▸ **Supplied passage**:

..........

|Part 2 to question on stagant CD 4 or slow increase in CD 4 cells over a few years.
Mar 4, 2012
Today question: Sir, I have been taking Truvuda and Efavirenz on a regular basis prescript by my doctor since my diagnose in 2009. The first time when I was down with a sereve flu, the hospital tested my CD 4 and it was only 132 in total. They also found some infections on the end of my rectum. My doctor said that when I begin taking the HIV medications, the infected areas will be healed. Now, I don't bleed unnecesssary when I passed bowels. I do understanf that whenever I caught a flu, my CD 4 will drop. At present, it ranges between 281 to 316 in total count. My viral load test was done annually and certified alright and had shown less than 40 copies as informed by my doctor that I am on the safe side. Now, my question is.......I understand that from my doctor that some people like myself have immulogical failure meaning the body cannot recover the CD 4 faster due to late testing and diagnoses. If my CD 4 counts did not rise up to the desire level of between or at least 500 counts, will I die ? This is scary but I am not giving up on the medications and want to stay alive till the end. I am aware that I cannot afford to catch another HIV strain from somebody and vice versa cannot infect another person with no HIV. Thks !
Previous question: stagant CD 4 or slow increase in CD 4 cells over a few years. Feb 26, 2012
could you let me know what if my CD4 still hangs around between 200 plus to 300 plus in over 5 years or more but never reaches 400 which has to meet the average of 500 to be on the safe side ? Does it mean that my body will wear out and then I will die sooner ?

..........

▸ **Exercise tasks**:
1 - Can you transcribe the passage on slow CD4 recovery, starting with "Previous question: stagant" and going on through "die sooner ?"?
2 - How would the passage on slow CD4 recovery go on after its final sentence? Write that continuation.

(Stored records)
..........

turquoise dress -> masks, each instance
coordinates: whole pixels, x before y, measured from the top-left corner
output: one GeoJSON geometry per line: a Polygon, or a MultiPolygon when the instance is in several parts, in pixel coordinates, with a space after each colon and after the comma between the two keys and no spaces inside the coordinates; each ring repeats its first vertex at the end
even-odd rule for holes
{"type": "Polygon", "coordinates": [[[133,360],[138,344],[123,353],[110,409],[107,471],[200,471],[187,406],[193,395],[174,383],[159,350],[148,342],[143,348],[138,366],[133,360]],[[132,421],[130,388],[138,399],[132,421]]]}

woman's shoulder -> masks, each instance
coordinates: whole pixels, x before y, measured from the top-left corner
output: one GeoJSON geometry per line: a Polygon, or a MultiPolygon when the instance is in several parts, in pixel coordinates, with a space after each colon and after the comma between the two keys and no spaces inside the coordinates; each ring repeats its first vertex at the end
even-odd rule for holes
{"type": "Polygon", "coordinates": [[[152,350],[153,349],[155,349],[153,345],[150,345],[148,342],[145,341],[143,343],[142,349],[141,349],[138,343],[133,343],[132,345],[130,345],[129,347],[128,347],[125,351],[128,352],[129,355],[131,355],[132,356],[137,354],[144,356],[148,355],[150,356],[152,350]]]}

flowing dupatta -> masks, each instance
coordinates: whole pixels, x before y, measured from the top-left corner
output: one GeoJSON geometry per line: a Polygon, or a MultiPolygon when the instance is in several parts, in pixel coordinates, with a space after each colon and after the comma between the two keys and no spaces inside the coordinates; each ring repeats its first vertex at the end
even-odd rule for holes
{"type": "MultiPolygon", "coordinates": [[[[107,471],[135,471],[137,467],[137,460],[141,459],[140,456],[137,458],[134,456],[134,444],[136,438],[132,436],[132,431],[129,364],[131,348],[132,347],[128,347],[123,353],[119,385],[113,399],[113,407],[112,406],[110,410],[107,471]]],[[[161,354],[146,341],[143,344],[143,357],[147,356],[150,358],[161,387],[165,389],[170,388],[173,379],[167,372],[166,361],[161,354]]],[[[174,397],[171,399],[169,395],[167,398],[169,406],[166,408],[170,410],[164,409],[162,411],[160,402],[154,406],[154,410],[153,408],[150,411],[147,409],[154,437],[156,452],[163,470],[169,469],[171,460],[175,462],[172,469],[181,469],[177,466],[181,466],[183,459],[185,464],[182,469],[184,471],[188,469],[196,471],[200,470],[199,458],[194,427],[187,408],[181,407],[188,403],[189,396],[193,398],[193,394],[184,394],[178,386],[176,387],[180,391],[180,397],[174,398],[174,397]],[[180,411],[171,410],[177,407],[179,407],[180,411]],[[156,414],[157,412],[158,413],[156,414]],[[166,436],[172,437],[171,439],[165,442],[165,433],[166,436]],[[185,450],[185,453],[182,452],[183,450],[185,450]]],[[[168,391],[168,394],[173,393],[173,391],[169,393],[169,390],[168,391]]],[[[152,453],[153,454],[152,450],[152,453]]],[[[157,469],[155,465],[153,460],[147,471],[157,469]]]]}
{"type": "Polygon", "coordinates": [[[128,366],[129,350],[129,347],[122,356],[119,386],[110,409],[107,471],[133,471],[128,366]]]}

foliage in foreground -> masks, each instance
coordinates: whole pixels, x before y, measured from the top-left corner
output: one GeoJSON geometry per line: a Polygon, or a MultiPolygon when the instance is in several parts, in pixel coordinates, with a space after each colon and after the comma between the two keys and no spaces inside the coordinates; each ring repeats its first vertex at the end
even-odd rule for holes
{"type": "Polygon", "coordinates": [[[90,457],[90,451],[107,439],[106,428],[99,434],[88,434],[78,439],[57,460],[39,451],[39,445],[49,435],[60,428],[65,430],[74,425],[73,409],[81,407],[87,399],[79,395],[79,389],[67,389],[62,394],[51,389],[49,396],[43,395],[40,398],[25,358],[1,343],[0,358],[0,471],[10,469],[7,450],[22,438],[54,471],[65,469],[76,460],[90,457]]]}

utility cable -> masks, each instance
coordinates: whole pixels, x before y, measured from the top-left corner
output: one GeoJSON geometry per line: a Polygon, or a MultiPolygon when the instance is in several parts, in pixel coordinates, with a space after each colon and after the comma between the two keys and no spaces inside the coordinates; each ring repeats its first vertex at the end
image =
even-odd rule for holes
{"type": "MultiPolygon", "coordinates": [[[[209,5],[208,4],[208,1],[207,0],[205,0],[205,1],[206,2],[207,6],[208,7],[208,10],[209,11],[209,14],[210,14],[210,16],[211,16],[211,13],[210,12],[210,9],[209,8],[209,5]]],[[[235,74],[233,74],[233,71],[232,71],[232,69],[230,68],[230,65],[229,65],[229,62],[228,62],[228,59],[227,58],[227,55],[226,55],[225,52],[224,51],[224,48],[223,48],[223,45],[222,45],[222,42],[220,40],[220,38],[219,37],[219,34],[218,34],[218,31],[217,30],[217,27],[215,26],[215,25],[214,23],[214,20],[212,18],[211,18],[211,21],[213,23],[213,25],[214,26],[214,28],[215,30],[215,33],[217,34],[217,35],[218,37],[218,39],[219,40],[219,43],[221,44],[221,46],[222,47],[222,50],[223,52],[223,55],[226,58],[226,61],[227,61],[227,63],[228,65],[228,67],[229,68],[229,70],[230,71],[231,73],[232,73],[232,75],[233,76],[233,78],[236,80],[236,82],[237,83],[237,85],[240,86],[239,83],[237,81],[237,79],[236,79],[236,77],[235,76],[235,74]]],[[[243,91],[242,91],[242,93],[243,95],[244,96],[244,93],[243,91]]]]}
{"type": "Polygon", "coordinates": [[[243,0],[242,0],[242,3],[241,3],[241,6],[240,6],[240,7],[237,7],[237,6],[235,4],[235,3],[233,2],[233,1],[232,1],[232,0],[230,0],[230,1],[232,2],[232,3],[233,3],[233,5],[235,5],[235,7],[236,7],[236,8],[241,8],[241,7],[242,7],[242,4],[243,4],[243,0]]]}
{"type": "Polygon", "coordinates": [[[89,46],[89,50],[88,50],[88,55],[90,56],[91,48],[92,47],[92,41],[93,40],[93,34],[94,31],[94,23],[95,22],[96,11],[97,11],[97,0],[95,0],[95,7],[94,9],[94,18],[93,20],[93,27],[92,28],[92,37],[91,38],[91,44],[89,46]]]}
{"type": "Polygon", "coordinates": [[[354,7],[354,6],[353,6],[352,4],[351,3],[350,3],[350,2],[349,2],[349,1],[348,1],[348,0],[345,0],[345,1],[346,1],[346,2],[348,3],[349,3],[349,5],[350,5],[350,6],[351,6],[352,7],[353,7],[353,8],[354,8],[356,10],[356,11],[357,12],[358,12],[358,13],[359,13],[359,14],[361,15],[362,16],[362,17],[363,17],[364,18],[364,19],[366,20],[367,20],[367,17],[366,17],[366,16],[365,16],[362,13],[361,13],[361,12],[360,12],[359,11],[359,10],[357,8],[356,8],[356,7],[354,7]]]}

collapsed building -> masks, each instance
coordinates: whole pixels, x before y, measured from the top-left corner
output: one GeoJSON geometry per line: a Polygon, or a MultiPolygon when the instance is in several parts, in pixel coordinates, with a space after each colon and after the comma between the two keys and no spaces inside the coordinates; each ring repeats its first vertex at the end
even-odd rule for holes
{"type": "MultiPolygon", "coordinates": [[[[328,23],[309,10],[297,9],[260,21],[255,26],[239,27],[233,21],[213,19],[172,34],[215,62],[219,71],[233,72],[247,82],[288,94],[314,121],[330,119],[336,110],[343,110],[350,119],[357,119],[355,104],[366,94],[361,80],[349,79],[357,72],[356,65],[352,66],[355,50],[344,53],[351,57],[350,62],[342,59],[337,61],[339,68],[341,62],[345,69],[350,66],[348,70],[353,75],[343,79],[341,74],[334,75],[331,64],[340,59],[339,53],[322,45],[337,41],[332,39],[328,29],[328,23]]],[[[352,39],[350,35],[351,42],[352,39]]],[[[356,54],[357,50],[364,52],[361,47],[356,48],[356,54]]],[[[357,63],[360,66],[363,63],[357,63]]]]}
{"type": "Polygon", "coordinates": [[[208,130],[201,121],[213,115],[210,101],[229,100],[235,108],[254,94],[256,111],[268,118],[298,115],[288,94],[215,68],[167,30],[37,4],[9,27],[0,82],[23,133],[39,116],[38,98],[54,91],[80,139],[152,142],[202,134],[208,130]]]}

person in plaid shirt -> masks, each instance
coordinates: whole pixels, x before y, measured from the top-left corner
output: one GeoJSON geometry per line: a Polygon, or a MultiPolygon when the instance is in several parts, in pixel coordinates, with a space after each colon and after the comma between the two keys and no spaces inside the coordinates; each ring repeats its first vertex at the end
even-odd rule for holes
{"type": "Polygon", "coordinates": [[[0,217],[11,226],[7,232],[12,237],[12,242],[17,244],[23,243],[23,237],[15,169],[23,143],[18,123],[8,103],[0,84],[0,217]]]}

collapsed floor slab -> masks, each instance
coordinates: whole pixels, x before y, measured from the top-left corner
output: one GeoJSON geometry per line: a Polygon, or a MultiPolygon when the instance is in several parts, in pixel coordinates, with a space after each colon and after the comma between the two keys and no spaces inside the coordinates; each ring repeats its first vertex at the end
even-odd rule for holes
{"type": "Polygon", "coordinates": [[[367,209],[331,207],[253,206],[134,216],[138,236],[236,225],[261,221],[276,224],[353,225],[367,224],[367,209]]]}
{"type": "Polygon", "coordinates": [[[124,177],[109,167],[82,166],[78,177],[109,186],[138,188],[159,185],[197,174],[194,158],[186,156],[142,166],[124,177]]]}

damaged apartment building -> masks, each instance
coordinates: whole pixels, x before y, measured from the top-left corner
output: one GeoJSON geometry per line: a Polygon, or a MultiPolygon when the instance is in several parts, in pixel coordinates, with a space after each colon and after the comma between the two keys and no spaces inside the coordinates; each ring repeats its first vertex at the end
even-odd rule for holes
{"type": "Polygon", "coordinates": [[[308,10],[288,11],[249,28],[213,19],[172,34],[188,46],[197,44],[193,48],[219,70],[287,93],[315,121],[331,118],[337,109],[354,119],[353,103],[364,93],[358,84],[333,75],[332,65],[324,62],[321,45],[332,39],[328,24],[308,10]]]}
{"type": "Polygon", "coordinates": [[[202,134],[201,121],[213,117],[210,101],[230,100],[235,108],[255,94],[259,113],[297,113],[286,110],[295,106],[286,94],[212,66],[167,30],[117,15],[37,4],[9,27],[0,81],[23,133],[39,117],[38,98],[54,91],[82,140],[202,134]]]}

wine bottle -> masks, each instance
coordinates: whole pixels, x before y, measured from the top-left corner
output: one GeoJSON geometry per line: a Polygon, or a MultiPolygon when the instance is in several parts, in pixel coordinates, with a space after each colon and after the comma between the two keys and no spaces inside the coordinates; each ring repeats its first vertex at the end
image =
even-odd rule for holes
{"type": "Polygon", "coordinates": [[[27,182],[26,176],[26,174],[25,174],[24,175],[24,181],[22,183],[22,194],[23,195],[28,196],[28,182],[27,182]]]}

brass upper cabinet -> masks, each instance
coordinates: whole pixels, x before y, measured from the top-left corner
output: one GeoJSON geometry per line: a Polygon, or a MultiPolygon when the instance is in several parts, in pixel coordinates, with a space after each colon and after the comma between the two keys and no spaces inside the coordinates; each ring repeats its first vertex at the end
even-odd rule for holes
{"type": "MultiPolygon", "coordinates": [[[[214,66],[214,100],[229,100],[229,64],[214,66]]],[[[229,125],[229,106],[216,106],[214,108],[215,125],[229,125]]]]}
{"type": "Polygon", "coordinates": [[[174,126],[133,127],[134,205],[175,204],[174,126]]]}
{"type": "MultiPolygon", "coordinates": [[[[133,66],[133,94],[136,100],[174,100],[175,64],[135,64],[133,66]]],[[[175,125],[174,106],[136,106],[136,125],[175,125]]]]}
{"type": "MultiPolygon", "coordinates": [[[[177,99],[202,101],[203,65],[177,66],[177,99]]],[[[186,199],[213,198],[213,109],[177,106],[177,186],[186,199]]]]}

..........

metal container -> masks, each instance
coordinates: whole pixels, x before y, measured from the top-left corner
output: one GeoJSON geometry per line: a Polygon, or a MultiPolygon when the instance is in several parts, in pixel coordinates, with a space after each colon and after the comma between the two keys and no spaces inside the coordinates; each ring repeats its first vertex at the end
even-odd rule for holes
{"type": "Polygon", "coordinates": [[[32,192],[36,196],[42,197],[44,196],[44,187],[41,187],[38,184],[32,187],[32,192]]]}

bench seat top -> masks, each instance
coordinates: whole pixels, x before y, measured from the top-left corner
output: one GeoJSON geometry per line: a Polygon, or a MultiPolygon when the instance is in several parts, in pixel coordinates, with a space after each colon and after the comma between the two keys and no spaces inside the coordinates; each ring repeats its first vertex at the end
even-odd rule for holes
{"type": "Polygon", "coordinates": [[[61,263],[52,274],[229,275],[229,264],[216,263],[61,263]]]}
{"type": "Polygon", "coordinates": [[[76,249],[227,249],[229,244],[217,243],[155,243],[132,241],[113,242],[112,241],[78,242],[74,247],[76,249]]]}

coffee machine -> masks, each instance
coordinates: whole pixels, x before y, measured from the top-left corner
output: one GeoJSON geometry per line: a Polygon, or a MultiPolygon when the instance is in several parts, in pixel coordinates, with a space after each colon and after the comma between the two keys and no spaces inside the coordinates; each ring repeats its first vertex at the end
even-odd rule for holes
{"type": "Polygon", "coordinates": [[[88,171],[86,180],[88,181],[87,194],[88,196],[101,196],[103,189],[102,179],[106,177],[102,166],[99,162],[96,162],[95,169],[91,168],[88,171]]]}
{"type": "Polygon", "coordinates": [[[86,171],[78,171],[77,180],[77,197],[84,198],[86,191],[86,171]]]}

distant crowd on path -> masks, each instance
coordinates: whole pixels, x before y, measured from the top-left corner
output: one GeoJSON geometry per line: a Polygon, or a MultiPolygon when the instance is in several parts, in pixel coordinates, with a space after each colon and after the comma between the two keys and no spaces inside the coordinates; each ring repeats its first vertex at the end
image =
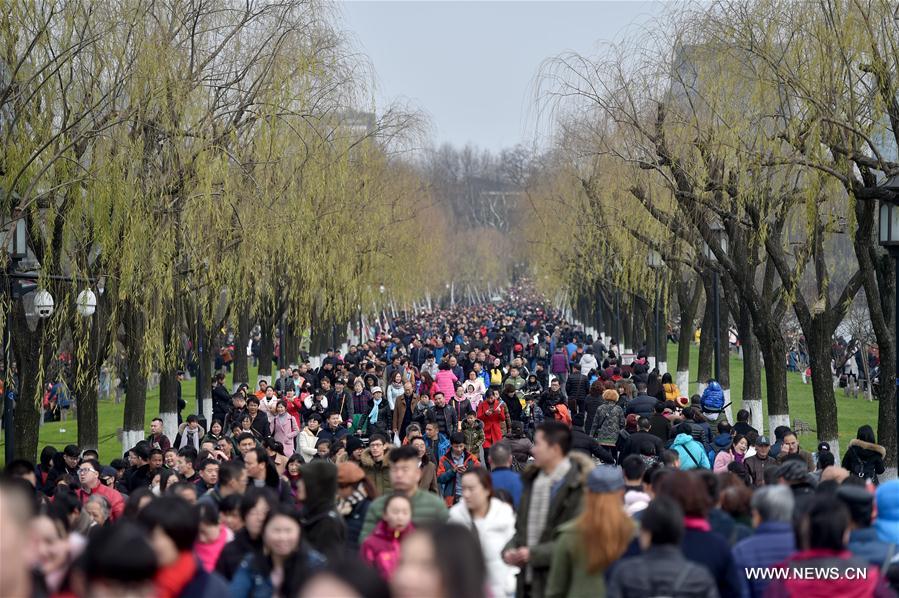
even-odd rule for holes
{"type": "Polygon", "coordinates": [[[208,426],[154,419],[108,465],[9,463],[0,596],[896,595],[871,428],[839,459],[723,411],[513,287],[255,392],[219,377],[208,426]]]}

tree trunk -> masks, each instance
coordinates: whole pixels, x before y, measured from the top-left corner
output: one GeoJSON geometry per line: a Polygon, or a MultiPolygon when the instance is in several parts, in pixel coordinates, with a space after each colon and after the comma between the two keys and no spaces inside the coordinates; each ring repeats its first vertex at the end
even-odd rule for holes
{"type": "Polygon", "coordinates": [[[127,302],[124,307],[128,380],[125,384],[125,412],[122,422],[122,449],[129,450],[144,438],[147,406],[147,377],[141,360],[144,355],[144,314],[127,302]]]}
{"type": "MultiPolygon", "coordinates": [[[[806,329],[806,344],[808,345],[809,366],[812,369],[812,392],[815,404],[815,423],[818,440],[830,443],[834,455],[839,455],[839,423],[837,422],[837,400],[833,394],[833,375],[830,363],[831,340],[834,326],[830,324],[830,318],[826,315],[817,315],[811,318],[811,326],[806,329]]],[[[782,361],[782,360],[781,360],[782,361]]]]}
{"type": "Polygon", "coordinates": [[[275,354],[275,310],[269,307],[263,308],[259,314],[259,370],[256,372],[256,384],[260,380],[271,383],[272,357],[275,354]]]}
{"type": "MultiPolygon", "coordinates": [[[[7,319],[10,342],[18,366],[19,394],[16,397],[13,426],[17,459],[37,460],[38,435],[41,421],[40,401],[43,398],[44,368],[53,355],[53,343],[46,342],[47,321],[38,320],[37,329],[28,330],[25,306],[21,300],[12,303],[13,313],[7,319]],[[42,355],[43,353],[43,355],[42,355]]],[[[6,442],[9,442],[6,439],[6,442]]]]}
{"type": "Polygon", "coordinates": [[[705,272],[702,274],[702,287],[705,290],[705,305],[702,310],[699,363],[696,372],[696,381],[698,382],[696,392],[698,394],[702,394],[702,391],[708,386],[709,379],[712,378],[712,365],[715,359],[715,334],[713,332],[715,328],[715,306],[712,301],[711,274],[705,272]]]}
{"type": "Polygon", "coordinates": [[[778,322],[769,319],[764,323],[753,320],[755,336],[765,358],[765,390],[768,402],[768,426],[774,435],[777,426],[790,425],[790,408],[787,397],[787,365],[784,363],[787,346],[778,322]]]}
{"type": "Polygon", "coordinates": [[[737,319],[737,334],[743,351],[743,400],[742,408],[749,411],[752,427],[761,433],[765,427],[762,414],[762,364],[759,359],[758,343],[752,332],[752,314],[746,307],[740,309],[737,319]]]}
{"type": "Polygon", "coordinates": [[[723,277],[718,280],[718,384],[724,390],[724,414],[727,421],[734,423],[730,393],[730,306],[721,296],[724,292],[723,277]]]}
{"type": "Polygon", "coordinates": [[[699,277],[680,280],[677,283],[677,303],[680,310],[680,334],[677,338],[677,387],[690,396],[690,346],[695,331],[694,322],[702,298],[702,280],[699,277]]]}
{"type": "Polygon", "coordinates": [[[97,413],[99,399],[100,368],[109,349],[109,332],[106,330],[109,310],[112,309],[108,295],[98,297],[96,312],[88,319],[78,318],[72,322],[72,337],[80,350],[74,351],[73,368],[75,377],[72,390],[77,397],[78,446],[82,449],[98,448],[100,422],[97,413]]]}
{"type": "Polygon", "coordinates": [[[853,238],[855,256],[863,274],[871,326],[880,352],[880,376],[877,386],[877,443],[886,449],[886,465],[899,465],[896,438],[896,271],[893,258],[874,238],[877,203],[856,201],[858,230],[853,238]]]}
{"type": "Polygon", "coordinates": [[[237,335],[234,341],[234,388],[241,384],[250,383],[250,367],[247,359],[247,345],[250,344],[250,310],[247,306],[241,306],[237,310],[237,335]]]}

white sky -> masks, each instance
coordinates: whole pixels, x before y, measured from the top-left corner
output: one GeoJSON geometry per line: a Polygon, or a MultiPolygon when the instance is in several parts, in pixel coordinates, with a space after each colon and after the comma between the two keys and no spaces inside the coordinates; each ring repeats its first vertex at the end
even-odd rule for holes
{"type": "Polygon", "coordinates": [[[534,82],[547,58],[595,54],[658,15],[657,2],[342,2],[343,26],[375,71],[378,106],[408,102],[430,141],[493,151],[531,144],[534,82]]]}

..........

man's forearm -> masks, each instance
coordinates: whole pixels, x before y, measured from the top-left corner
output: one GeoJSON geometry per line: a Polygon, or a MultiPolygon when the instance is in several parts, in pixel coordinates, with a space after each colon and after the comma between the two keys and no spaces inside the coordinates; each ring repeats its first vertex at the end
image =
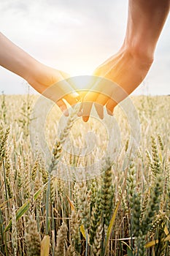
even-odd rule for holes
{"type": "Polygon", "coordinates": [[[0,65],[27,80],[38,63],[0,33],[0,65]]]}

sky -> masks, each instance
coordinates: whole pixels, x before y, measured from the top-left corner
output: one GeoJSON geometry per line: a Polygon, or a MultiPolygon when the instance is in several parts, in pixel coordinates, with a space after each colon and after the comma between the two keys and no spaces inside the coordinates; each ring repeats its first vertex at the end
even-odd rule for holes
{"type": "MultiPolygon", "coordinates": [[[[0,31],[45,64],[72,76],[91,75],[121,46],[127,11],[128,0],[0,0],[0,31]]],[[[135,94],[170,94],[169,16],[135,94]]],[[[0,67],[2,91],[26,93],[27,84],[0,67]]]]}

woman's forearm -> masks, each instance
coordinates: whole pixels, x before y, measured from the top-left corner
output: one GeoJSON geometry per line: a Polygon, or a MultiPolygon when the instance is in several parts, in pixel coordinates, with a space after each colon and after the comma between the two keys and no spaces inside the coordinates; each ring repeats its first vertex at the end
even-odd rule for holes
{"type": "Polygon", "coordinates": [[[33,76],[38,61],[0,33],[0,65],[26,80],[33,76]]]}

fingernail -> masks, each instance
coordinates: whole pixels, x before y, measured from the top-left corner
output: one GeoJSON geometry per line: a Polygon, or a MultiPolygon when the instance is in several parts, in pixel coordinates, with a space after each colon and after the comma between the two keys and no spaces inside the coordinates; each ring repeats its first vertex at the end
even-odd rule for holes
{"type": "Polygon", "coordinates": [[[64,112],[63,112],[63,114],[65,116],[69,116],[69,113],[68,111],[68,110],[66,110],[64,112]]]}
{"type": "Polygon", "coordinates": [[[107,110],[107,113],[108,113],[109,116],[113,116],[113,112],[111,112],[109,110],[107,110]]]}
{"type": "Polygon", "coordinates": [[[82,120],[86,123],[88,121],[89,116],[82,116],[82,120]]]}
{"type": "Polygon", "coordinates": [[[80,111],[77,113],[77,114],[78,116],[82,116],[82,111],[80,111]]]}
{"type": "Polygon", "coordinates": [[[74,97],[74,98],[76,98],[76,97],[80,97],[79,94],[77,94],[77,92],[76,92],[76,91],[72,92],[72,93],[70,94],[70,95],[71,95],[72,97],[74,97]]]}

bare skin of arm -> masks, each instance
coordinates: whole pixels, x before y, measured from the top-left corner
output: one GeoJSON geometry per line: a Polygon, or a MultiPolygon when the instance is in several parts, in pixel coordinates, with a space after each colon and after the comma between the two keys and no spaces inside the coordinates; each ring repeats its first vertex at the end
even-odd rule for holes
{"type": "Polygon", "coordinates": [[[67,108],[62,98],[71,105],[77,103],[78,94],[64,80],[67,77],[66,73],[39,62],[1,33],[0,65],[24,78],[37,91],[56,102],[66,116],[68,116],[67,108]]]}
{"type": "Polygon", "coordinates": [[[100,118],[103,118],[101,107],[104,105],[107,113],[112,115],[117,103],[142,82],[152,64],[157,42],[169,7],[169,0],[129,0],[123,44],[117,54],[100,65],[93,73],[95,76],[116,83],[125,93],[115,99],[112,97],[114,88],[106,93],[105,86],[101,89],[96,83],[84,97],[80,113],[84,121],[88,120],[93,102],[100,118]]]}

..........

▸ **Task responses**:
1 -
Previous question: stagant CD 4 or slow increase in CD 4 cells over a few years. Feb 26, 2012
could you let me know what if my CD4 still hangs around between 200 plus to 300 plus in over 5 years or more but never reaches 400 which has to meet the average of 500 to be on the safe side ? Does it mean that my body will wear out and then I will die sooner ?

2 -
Response from Dr. Holodniy If you are on HIV treatment and your viral load is undetectable, and you maintain CD4 counts between 200-300, then you are still at risk, although at a reduced level, for HIV associated complications. The risk is still greater at 200-300, then it is at 400-500 or > 500. However, part of the equation is whether you already have underlying other medical conditions or not, age, and your underlying genetics.
| Response from Dr. Holodniy
Again on average, the risk of progression is greater with lower CD4 counts. However, everyone comes to HIV infection differently, and so, it is very difficult to offer individual predictions because of different viruses, underlying immune systems and other ongoing medical issues. Yes, you are likely on the safe side, and also likely have a disconnect in immune recovery. You need to keep taking your HIV meds, maintain an undetectable viral load, and make sure all your vaccinations are up-to-date. I would keep doing what you are doing, living a healthy lifestyle and you'll be fine.